## CHALLENGE
According to the blog post on being black in the workplace, which everyday activities can African Americans no longer do without calls to the authorities?

## TEXT SECTION

-- START --

In previous blogs I have discussed the challenges of being black in the work place. As a brief recap: I cannot seem too smart, I must control my passion about any topic as not to seem like the angry black woman, I can’t be too happy, I can never be upset, and my appearance “ethnic neutral”.
Recently in the news we have heard the insidious calls to the authorities while African Americans do life in their daily routines. We can’t bar b que, fall asleep in dorms, drive, or even go to a coffee shop. It is becoming Jim Crow all over again because of the feckless (thank you Samantha Bee) response from entitled Caucasians to black people trying to live.
If this pattern is not corrected, I fear this will have a negative effect on ethnocentrism in the work place. I am using my platform to acknowledge there is fear. However, we cannot let this fear dictate the progression of equality. This will have a negative effect of the types of jobs people of any ethnicity can have. The effects have probably already segregated ethnicities in some work environments, and we are not seeing the full effects yet.

-- END --

## MATERIAL PROVIDED
-- START --

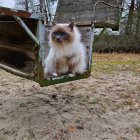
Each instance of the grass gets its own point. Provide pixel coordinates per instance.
(111, 62)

-- END --

## PROBLEM SOLUTION
They can't barbecue, fall asleep in dorms, drive, or even go to a coffee shop.